‘Sokağın Sesi Röportaj Dizisi’nin ilk bölümünde midyecileri ele aldık. Antalya’daki midyeciler, sorunlarını Akdeniz Manşet’e anlattı
En çok Kaleiçi’ndeler
Türkiye’de birçok ilde olduğu gibi Antalya’da da sokak ekonomisine önemli katkı sunan midyeciler, seyyar olarak çalıştıkları için birçok zorlukla karşı karşıya kalıyor. Güneşin batışıyla birlikte özellikle Antalya Kaleiçi’nin yolunu tutan midyeciler, tepsilerindeki midyeleri erkenden bitirmek umuduyla kalabalığın en çok olduğu noktalara dağılıyorlar.
Tek amaçları ekmek parası
Kimi tepsiyi sıfırlayıp o sevinçle evinin yolunu tutuyor, kimi satamadığı midyeleri ‘Kısmet ne yapalım’ diyerek beklemeyi yeğliyor, kimi ise zabıtaların denetimine maruz kalıp bir sokak başında zabıtaların gitmesini bekliyor. Hepsinin tek amacı ise büyük bir ustalıkla gündüzden hazırladıkları midyeleri akşam müşterilerin beğenisine sunarak satabilmek.

__Alıştırma Görevleri__:
1. Antalya'daki midyecilerle ilgili metinde "Tek amaçları ekmek" ifadesinden "beğenisine sunarak satabilmek." ifadesine kadar olan bölümü hiç değiştirmeden aktarın.
2. Antalya'daki midyecilerle ilgili metne göre şu soruları yanıtlayın:
(a) Midyecilerin ele alındığı röportaj dizisinin adı nedir?
(b) Midyeciler güneş batınca özellikle nereye gidiyor?
(c) Midyeciler sattıkları midyeleri ne zaman hazırlıyor?
3. Antalya'daki midyecilerle ilgili metni son cümlesinin ardından yazmayı sürdürün.
Bu satırların Antalya'daki midyecilerle ilgili metinle hiçbir bağlantısı yoktur.

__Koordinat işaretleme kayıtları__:
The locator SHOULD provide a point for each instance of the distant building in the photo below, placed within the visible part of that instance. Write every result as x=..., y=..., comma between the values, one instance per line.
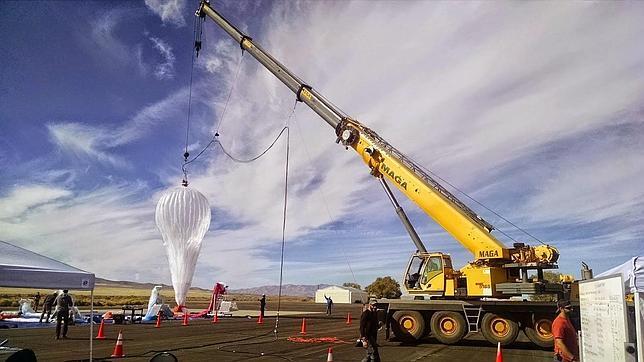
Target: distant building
x=341, y=295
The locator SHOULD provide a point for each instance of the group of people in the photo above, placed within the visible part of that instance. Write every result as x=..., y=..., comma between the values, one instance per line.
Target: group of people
x=62, y=305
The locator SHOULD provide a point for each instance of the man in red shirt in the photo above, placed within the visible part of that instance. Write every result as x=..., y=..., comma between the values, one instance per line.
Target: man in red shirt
x=565, y=335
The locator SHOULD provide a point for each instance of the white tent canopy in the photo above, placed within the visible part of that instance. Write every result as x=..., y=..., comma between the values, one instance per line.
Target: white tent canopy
x=25, y=269
x=22, y=268
x=341, y=295
x=633, y=273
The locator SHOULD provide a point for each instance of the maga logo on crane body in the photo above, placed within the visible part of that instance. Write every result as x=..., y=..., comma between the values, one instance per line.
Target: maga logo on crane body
x=384, y=169
x=488, y=254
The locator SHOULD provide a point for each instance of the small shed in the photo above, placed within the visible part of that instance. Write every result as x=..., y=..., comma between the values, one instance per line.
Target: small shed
x=341, y=295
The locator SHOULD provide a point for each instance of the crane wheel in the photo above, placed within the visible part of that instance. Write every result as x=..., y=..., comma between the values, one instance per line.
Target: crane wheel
x=496, y=328
x=448, y=327
x=408, y=325
x=540, y=331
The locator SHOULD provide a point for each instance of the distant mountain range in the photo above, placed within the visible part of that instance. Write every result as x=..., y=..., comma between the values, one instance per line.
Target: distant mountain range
x=296, y=290
x=287, y=289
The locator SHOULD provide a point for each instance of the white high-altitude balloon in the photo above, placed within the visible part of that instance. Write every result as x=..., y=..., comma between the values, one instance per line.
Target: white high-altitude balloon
x=183, y=217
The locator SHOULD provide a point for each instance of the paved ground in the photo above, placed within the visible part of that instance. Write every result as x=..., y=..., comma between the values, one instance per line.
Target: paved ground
x=242, y=339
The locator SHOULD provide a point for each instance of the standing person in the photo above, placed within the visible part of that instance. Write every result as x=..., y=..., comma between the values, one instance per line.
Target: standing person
x=46, y=306
x=369, y=332
x=36, y=301
x=565, y=335
x=63, y=304
x=329, y=304
x=262, y=305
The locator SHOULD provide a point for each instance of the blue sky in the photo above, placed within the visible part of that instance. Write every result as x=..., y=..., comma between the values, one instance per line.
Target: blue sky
x=534, y=109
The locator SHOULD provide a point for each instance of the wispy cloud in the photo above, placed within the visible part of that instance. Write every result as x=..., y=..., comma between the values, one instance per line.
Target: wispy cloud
x=84, y=142
x=533, y=108
x=104, y=38
x=165, y=69
x=23, y=198
x=170, y=11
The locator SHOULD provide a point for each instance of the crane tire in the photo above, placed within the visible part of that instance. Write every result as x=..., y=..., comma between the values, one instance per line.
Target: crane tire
x=408, y=325
x=448, y=327
x=496, y=328
x=539, y=332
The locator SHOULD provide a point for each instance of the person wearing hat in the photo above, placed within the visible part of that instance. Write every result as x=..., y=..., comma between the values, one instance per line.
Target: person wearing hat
x=262, y=305
x=564, y=334
x=63, y=304
x=369, y=332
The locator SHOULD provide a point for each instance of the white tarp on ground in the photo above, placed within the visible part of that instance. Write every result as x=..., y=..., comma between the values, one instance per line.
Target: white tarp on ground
x=633, y=274
x=25, y=269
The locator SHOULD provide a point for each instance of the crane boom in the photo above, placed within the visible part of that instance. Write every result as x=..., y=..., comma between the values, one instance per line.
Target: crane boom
x=455, y=217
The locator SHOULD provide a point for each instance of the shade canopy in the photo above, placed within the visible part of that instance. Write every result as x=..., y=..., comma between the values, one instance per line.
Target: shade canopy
x=25, y=269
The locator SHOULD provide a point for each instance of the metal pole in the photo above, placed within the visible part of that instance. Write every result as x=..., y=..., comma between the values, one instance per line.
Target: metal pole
x=403, y=217
x=639, y=318
x=91, y=326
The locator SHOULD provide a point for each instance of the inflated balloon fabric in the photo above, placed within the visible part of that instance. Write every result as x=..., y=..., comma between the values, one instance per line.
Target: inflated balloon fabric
x=183, y=217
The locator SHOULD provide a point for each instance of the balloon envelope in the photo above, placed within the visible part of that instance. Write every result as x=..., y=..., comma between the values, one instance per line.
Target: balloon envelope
x=183, y=217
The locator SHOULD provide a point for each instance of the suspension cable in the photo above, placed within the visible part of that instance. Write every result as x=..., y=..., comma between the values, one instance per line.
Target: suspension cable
x=324, y=200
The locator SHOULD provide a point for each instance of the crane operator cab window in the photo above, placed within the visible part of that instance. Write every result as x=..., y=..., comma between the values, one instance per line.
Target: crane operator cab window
x=414, y=271
x=433, y=269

__Görev Yanıtları__:
1.
Tek amaçları ekmek parası
Kimi tepsiyi sıfırlayıp o sevinçle evinin yolunu tutuyor, kimi satamadığı midyeleri ‘Kısmet ne yapalım’ diyerek beklemeyi yeğliyor, kimi ise zabıtaların denetimine maruz kalıp bir sokak başında zabıtaların gitmesini bekliyor. Hepsinin tek amacı ise büyük bir ustalıkla gündüzden hazırladıkları midyeleri akşam müşterilerin beğenisine sunarak satabilmek.

2.
(a) Sokağın Sesi Röportaj Dizisi
(b) Antalya Kaleiçi'ne
(c) Gündüzden

3.
Denizi olmayan kentten
Hemen hepsi denizi olmayan bir kentin usta denizcileri. İlçeleri farklı olsa da hepsi aynı ille, Mardinli olmalarıyla anılıyor. Denize kıyısı olmayan bir memleket insanı için ilginç bir ustalık örneği sergiliyorlar. İşte dertlerini, sevinçlerini gazetemize anlatan o midyecilerden birisi olan midyeci İbrahim Çetin ile yaptığımız röportaj…
H.F.Önce kendinizi tanıtmanız mümkün mü?
Adım İbrahim Çetin. Mardinliyim.50 yaşındayım, 4 çocuk babasıyım. Eşim ve dört çocuğumla birlikte midye işiyle uğraşıyoruz. Güneş Mahallesi’nde bir gecekonduda yaşıyoruz.
H.F.Sizleri midyeciliğe iten sebep neydi? Nasıl başladınız midyeciliğe?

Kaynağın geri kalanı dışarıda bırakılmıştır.